The objective of this article is to demonstrate that business enterprises that conform their internal policies to the ABA Model Principles—and then implement them accordingly—will not only be in substantial compliance with both currently enacted and anticipated supply-chain legislation, but also on a path to addressing the underlying problem: labor trafficking and child labor in supply chains. Although penalties from legal violations can be severe, reputational damage that can be incurred from the presence of labor trafficking or child labor in the supply chain often is far more harmful.
In such a situation, under Corporate Social Responsibility (CSR) principles, the business might decide to take action to address labor trafficking or child labor because: (i) it is the CSR legal expectation to obey the law; (ii) reputational harm could risk the success of the business enterprise as a CSR economic expectation; or (iii) it is the right thing to do as a CSR ethical expectation.
This article builds on the research in co-author E. Christopher Johnson Jr.’s article, “Business Lawyers Are In a Unique Position to Help Their Clients Identify Supply-Chain Risks Involving Labor Trafficking and Child Labor,” 70 Bus. Law. 1083 (2015) (the Article). As with any good sequel, one need not have read the Article in order to comprehend this one. However, for more depth, please refer to the Article and the Model Policies website.
This article often refers to both the ABA Model Principles and the related Model Policies. The ABA Model Principles form the core of the Model Policies, but are the only part of the Model Policies adopted by the ABA as its official policy. They are a high-level commitment to addressing labor trafficking and child labor. There are four ABA Model Principles for businesses, and four ABA Model Principles for suppliers, and they are the same for both, to wit:
Principle 1: The business/supplier will prohibit labor trafficking and child labor in its operations.
Principle 2: The business/supplier will conduct a risk assessment of the risk of labor trafficking and child labor and continually monitor implementation of this policy.
Principle 3: The business/supplier should: (i) train relevant employees; (ii) engage in continuous improvement; and (iii) maintain effective communications mechanisms with its suppliers.
Principle 4: The business/supplier will devise a remediation policy and plan that addresses remediation for labor trafficking or child labor in its operations.
The Model Policies provide commentary and guidance for the ABA Model Principles, but are not intended to be an off-the-shelf or one-size-fits-all product. Instead, they offer a toolkit of useful guidance and commentary that identify optional considerations for a business to take into account when developing its own policies. These options include adopting and implementing policies based on the ABA Model Principles, modifying existing policies consistent with the ABA Model Principles, or a more comprehensive set of fine-tuned business and supplier policies in a manner consistent with the materials on the Model Policies website.
:::::
Tasks to carry out:
#1 List the four ABA Model Principles set out in the supply-chain article.
#2 In the supply-chain article, which part of the Model Policies did the ABA adopt as its official policy?
The records play no part in this work.
:::::
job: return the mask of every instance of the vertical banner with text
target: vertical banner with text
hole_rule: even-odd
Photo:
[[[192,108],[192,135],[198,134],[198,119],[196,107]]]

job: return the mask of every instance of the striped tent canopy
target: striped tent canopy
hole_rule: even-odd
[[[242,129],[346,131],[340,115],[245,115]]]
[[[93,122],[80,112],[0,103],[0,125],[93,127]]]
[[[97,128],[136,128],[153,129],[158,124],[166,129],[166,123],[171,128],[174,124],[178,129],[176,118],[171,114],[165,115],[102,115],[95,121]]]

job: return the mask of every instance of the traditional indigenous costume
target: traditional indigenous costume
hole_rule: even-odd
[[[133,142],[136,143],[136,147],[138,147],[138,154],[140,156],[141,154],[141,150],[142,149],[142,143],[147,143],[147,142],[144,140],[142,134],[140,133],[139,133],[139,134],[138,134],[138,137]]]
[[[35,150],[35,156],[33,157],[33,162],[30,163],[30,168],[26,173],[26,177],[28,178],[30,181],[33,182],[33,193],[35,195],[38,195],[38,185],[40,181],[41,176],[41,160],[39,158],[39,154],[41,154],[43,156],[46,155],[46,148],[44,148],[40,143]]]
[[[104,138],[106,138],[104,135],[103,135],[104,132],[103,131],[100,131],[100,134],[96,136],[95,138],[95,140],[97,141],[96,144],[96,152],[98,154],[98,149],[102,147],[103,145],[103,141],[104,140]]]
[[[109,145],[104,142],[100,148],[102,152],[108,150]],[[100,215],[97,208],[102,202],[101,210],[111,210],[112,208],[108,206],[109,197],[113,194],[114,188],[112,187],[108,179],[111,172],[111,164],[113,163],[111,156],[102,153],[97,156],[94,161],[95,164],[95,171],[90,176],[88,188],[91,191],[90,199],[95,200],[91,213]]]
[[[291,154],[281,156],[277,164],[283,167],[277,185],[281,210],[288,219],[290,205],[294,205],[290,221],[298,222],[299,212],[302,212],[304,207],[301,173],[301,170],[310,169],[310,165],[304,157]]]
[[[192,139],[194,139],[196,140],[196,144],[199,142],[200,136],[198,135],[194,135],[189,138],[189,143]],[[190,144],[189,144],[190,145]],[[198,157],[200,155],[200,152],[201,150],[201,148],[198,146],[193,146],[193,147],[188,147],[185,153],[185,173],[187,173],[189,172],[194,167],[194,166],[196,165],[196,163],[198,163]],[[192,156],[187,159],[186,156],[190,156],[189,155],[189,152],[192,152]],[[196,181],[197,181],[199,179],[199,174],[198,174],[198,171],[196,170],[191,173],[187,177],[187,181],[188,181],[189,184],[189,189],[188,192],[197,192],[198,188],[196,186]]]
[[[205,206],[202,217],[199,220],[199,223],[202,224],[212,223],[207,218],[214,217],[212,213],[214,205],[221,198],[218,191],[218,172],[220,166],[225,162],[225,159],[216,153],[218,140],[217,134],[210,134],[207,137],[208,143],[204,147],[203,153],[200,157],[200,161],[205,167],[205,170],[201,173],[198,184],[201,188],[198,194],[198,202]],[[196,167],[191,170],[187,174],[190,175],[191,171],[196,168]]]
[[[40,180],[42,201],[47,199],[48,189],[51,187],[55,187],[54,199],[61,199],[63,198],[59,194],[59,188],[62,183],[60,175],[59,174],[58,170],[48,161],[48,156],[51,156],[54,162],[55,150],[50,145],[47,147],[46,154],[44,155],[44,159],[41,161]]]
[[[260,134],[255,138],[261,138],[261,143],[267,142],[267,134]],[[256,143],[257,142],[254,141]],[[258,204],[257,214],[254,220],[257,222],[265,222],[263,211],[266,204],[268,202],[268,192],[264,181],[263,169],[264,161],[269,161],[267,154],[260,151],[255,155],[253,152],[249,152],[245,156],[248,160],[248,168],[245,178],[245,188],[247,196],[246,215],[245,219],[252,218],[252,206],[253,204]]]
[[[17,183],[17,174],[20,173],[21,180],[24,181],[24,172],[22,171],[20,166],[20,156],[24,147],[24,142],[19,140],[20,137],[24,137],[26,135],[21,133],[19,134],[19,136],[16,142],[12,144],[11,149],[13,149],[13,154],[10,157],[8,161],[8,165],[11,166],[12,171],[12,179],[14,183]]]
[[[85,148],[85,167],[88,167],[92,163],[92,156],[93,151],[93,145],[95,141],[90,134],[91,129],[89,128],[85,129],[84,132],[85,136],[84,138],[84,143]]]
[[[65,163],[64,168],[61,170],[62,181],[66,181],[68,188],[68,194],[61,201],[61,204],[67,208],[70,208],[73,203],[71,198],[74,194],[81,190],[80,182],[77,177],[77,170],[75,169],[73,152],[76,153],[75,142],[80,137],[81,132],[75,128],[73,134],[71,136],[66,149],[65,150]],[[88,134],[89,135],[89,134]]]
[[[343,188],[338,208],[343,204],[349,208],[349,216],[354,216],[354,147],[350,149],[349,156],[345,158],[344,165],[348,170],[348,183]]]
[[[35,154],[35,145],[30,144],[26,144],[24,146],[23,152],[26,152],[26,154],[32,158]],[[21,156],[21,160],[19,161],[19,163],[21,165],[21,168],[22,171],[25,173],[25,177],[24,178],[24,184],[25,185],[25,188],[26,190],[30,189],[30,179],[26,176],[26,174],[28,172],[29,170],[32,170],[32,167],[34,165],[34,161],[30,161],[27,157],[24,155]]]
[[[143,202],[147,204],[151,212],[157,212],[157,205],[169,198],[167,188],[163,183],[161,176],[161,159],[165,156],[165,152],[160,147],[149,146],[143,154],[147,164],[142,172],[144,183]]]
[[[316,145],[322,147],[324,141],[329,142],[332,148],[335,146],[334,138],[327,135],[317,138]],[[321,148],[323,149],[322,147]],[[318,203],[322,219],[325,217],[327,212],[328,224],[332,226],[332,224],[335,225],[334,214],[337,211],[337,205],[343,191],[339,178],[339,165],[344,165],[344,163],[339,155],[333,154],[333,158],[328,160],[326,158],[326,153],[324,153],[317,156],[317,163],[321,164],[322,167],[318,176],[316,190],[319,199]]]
:::::
Results of the exercise:
#1
- Principle 1: The business/supplier will prohibit labor trafficking and child labor in its operations.
- Principle 2: The business/supplier will conduct a risk assessment of the risk of labor trafficking and child labor and continually monitor implementation of this policy.
- Principle 3: The business/supplier should: (i) train relevant employees; (ii) engage in continuous improvement; and (iii) maintain effective communications mechanisms with its suppliers.
- Principle 4: The business/supplier will devise a remediation policy and plan that addresses remediation for labor trafficking or child labor in its operations.

#2 The ABA Model Principles.